EXERCISE DIRECTIONS. Count the lines of the entries below that contain the string "white". Reply with the number alone.

MATERIAL PROVIDED.

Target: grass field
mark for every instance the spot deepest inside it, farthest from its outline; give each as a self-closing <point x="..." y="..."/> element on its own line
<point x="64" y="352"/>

* * *

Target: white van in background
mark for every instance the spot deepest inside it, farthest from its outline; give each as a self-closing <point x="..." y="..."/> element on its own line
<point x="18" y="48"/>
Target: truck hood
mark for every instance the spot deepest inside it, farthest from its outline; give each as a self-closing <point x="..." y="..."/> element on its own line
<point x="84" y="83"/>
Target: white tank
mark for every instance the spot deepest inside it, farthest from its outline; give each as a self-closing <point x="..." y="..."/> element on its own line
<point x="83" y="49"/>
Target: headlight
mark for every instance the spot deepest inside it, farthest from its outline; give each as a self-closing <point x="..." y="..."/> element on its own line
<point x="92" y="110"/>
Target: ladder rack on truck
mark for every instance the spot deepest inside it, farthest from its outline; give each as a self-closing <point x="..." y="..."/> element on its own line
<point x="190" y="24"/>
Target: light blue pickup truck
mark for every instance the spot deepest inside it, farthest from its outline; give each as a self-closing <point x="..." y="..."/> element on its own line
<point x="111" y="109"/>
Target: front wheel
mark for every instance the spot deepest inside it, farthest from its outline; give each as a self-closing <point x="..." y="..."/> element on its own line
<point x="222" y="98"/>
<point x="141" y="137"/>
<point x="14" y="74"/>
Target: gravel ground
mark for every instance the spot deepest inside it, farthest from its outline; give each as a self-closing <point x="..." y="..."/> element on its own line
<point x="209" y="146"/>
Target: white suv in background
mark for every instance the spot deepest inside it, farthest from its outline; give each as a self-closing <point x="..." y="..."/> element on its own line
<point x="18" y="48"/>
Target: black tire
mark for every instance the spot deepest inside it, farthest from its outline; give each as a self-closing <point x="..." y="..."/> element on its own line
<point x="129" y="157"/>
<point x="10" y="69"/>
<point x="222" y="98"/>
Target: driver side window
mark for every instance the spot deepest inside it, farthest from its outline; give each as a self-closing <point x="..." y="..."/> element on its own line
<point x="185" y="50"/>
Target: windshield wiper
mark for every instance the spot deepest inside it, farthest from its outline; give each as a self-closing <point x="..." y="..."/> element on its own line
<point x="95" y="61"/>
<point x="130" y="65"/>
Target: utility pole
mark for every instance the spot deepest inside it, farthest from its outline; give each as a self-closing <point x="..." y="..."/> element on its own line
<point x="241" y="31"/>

--

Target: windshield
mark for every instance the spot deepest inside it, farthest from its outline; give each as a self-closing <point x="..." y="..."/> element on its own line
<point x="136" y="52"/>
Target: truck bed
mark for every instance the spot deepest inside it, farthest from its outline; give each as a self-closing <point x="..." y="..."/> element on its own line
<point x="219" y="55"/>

RESULT OF THE TASK. 3